YOUR OBJECTIVE: Please make an exact transcription of all the data that follows.

Stored data:
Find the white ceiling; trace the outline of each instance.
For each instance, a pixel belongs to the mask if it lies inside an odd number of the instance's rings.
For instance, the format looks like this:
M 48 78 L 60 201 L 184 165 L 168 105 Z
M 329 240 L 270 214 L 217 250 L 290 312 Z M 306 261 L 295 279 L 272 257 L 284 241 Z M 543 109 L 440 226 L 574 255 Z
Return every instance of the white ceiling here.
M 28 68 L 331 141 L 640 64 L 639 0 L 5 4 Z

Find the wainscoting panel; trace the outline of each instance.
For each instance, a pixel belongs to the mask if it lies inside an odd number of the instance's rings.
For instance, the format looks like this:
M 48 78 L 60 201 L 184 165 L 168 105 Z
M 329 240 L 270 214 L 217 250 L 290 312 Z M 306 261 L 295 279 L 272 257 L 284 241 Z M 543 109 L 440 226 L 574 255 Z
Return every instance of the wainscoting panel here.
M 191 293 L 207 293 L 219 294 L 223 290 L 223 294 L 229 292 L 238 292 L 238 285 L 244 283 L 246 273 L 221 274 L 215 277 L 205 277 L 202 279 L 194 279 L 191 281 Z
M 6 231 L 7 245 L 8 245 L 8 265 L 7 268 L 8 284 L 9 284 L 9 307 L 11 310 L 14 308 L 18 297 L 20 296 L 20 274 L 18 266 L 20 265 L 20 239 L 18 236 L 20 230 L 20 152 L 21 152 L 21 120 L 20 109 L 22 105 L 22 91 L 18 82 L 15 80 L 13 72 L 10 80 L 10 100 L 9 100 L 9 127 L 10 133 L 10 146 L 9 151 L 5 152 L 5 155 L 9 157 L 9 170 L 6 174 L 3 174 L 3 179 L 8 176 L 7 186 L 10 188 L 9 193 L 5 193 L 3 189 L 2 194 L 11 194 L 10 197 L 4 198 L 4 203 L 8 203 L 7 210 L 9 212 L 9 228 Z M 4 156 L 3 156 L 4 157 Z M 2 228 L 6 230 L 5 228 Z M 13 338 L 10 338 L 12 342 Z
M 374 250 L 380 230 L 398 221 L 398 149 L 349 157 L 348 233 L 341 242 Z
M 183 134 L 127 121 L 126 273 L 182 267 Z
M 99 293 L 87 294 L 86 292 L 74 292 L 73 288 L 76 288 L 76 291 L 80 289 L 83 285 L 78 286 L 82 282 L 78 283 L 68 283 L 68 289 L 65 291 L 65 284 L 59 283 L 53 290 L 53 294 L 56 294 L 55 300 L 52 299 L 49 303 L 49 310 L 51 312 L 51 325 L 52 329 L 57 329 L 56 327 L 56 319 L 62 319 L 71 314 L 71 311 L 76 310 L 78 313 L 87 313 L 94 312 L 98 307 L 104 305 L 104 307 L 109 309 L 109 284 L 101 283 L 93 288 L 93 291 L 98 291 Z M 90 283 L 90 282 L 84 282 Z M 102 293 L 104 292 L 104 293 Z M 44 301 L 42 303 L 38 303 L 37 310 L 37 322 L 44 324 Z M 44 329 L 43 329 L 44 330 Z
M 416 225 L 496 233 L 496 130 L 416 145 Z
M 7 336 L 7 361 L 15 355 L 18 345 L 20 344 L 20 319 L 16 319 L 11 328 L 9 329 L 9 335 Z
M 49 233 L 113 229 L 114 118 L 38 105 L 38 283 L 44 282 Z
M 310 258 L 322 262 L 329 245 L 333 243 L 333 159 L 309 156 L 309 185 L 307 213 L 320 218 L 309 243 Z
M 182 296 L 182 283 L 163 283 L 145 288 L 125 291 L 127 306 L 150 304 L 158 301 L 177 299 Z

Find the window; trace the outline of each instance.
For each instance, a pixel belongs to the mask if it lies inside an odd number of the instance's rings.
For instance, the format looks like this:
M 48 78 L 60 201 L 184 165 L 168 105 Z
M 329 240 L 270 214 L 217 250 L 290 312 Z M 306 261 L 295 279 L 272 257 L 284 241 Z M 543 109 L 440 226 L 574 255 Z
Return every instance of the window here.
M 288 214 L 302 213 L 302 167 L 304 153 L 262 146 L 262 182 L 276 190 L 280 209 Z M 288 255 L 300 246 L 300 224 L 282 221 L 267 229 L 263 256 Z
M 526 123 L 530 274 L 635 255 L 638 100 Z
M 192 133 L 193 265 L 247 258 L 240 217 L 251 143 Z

ANSWER TO THIS PROBLEM:
Find the white ceiling; trace the outline of each instance.
For each instance, a pixel belongs to the mask if it lies inside an odd number of the instance's rings.
For instance, the format looks like this:
M 48 78 L 60 201 L 184 165 L 168 105 Z
M 329 240 L 270 214 L 217 250 L 290 312 Z M 306 261 L 295 279 L 272 257 L 284 241 Z M 543 109 L 440 226 L 574 255 Z
Return every instance of the white ceiling here.
M 28 68 L 331 141 L 640 64 L 639 0 L 5 4 Z

Find the wainscoting panel; trace the outline of each instance.
For each instance, a pixel belongs to the mask if it lies inside an odd number of the instance's rings.
For instance, the format looks like this:
M 48 78 L 60 201 L 184 165 L 168 105 Z
M 329 240 L 270 214 L 217 250 L 290 312 Z M 306 261 L 295 279 L 272 257 L 284 241 Z M 543 109 L 440 226 L 574 255 Z
Return every instance of the wainscoting panel here.
M 191 293 L 207 293 L 219 294 L 223 290 L 223 294 L 229 292 L 238 292 L 238 285 L 244 283 L 246 273 L 221 274 L 215 277 L 205 277 L 202 279 L 194 279 L 191 281 Z
M 6 231 L 7 245 L 8 245 L 8 265 L 7 268 L 8 284 L 9 284 L 9 307 L 11 310 L 14 308 L 18 297 L 20 296 L 20 274 L 18 266 L 20 265 L 20 239 L 18 236 L 20 230 L 20 152 L 21 152 L 21 120 L 20 109 L 22 105 L 22 91 L 18 82 L 15 80 L 13 72 L 10 80 L 10 100 L 9 100 L 9 127 L 10 133 L 10 146 L 9 151 L 5 152 L 5 155 L 9 157 L 9 170 L 6 174 L 3 174 L 3 179 L 8 176 L 7 186 L 10 188 L 9 193 L 5 193 L 3 189 L 2 194 L 11 194 L 10 197 L 4 198 L 4 203 L 8 203 L 7 210 L 9 212 L 9 228 Z M 4 156 L 3 156 L 4 157 Z M 2 228 L 6 230 L 5 228 Z M 13 338 L 10 338 L 12 342 Z
M 374 250 L 380 230 L 398 221 L 398 149 L 349 157 L 348 233 L 341 242 Z
M 183 134 L 127 121 L 126 273 L 182 267 Z
M 99 293 L 87 294 L 86 292 L 74 292 L 73 288 L 76 288 L 76 291 L 80 289 L 83 285 L 78 286 L 82 282 L 78 283 L 68 283 L 68 289 L 65 291 L 65 284 L 59 283 L 53 290 L 53 294 L 56 294 L 55 300 L 52 299 L 49 303 L 49 310 L 51 312 L 51 325 L 52 329 L 57 329 L 56 327 L 56 319 L 62 319 L 71 314 L 71 311 L 76 310 L 78 313 L 87 313 L 94 312 L 98 307 L 104 305 L 104 307 L 109 309 L 109 284 L 101 283 L 93 288 L 93 291 L 98 291 Z M 90 283 L 90 282 L 84 282 Z M 102 293 L 104 292 L 104 293 Z M 44 301 L 42 303 L 38 303 L 37 310 L 37 322 L 44 324 Z M 44 329 L 43 329 L 44 330 Z
M 416 225 L 496 233 L 496 130 L 416 145 Z
M 7 336 L 7 361 L 15 355 L 18 345 L 20 344 L 20 319 L 16 319 L 11 328 L 9 329 L 9 335 Z
M 49 233 L 113 229 L 114 118 L 38 105 L 38 283 L 44 282 Z
M 310 258 L 322 262 L 329 245 L 333 243 L 333 159 L 309 156 L 309 185 L 307 213 L 320 218 L 309 243 Z
M 182 296 L 182 283 L 163 283 L 145 288 L 125 291 L 127 306 L 150 304 L 158 301 L 177 299 Z

Find the window; trace the outline of each instance.
For each instance, a pixel belongs to the mask if it lies inside an odd number of the instance's rings.
For instance, the format looks like this:
M 48 78 L 60 201 L 184 165 L 168 105 Z
M 329 240 L 270 214 L 217 250 L 290 312 Z M 306 261 L 295 279 L 272 257 L 284 241 Z M 543 109 L 440 226 L 574 255 Z
Return every instance of the window here.
M 288 214 L 302 213 L 302 167 L 304 153 L 262 146 L 262 182 L 276 190 L 280 209 Z M 288 255 L 300 246 L 300 224 L 282 221 L 267 229 L 263 256 Z
M 526 123 L 530 274 L 635 255 L 638 100 Z
M 192 133 L 193 265 L 247 258 L 240 217 L 251 143 Z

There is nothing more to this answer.